▶ _Document_
# Poisson Approximation Q

1. Dec 7, 2012

### CAF123

1. The problem statement, all variables and given/known data
Consider $n$ independent trials, each of which results in one of the outcomes $1,...k$ with respective probabilities $p_1,....p_k, \sum_{i=1}^{k} p_i = 1$. (I interpret this summation as just saying mathematically that definitely one of the outcomes has to occur on each trial). Show that if all the $p_i$ are small, then the probability that no trial outcome occurs more than once is a approximately equal to $$exp(-n(n-1)\sum_{i} p_i^2/2)$$

3. The attempt at a solution

So if all the $p_i$ are small, in comparison to $n$, then I believe I can approximate this to a Poisson RV (that is where the exp comes in). (Correct?) So, first I can write the prob that no trial occurs more than once as $$p_1 (1-p_1)^{n-1} p_2 (1-p_2)^{n-1}...p_k (1-p_k)^{n-1} \cdot k! = k!\,\prod_{i=1}^{k} p_i (1-p_i)^{n-1}$$ I am not really sure where to go from here. I am guessing at some stage, I will need to take the limit that as n tends to infinity, something tends to $e$ Thanks.

2. Dec 7, 2012

### Ray Vickson

There is something wrong with the wording of the question. If k is fixed and n gets large the conditions are impossible to meet. For example, if k = 3 and n = 1000 we cannot have all of the three outcomes appearing <= 1 time. Furthermore, the three p_i cannot all be small (although, of course, they can be small compared to n). For the event {all are <= 1 in n trials} I think you need either n being <= k or else you need to have k and n growing large together. Finally, did the question say anything about what "approximately" means?

▶ _Dataset content_
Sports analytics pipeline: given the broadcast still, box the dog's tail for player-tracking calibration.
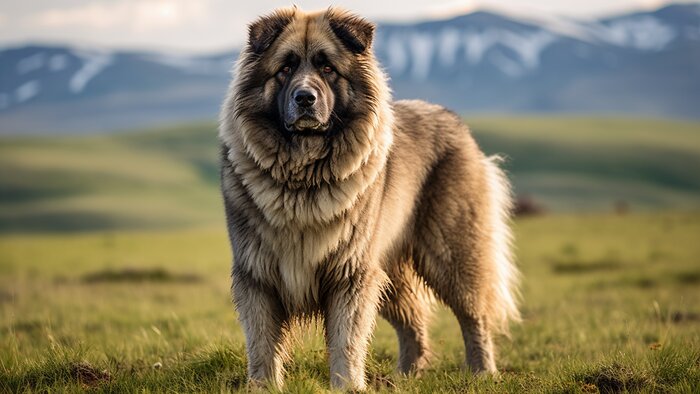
[484,156,520,334]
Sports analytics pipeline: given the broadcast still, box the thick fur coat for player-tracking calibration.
[220,8,518,389]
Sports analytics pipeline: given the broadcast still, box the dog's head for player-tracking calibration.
[235,8,374,136]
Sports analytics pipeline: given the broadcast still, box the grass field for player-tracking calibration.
[0,117,700,393]
[0,117,700,232]
[0,213,700,393]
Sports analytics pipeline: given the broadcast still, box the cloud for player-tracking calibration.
[31,0,210,32]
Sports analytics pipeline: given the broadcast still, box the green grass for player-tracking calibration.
[0,117,700,232]
[0,117,700,393]
[0,213,700,393]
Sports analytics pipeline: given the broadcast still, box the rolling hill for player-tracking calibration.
[0,117,700,232]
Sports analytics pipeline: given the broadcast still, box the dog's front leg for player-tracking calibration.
[325,272,383,390]
[233,273,289,388]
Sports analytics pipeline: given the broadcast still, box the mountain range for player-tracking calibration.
[0,4,700,134]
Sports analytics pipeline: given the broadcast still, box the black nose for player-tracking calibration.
[294,89,316,107]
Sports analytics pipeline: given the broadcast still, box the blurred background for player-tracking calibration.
[0,0,700,231]
[0,0,700,392]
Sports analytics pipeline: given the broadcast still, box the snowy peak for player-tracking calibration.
[0,4,700,133]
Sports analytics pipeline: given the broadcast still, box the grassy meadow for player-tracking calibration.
[0,118,700,393]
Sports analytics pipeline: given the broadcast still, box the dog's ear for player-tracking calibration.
[327,8,375,53]
[248,8,296,55]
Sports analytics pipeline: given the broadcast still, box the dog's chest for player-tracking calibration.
[266,220,354,309]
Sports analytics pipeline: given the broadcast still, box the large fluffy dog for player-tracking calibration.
[220,8,518,389]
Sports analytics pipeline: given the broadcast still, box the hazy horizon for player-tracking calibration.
[0,0,700,54]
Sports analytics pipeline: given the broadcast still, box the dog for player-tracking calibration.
[219,7,519,390]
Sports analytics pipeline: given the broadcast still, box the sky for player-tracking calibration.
[0,0,698,54]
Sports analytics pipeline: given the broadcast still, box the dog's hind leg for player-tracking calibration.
[381,260,433,374]
[323,267,386,390]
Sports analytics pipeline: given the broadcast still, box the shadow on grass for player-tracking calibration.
[81,268,202,283]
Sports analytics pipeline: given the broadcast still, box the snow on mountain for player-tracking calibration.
[68,49,114,93]
[0,4,700,133]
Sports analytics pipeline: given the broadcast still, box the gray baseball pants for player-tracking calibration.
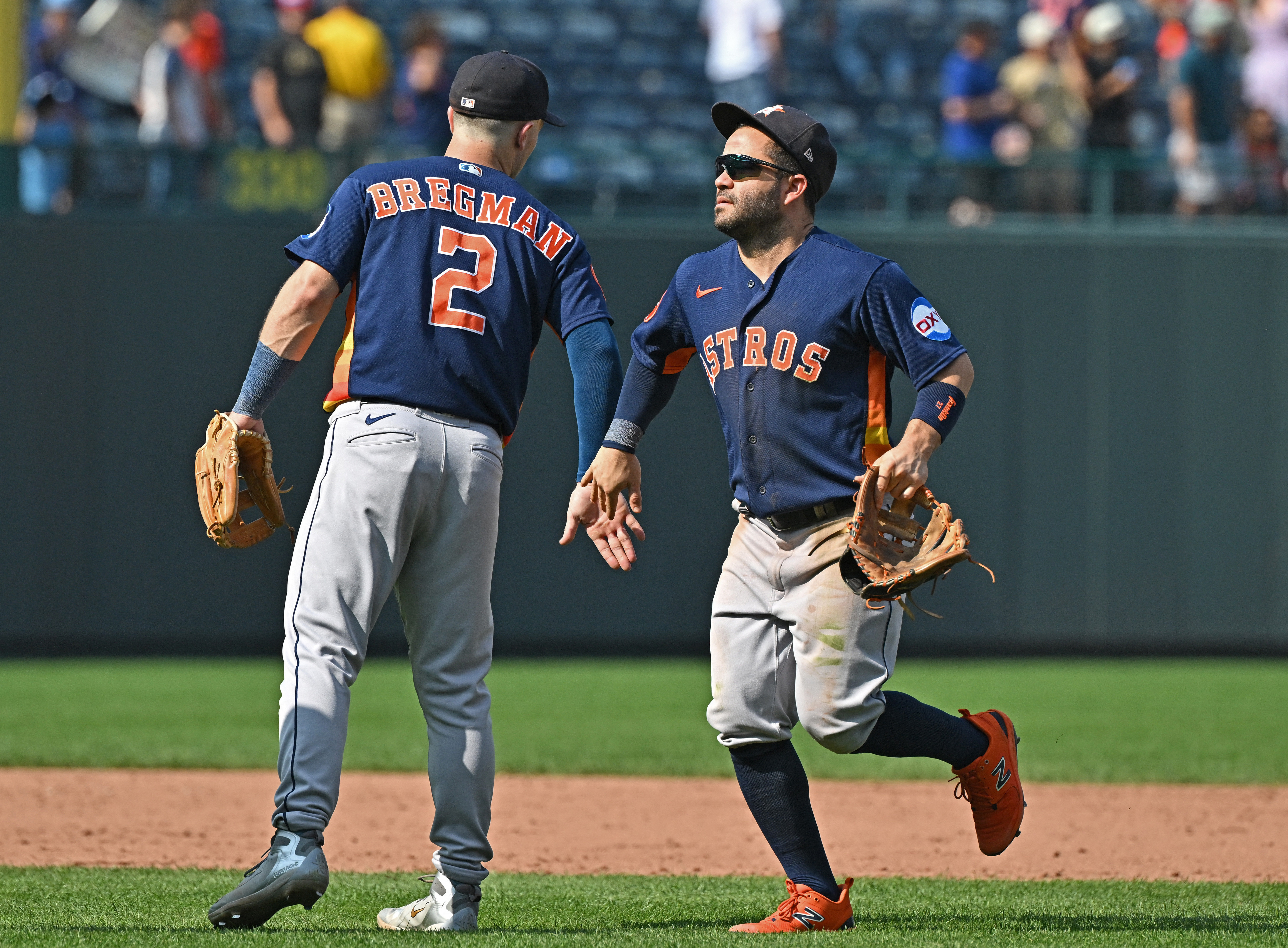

▶ _The exercise_
In the Poisson approximation thread, which values of k and n does the reply use as an example where the conditions cannot be met?

▶ _Result below_
k = 3 and n = 1000.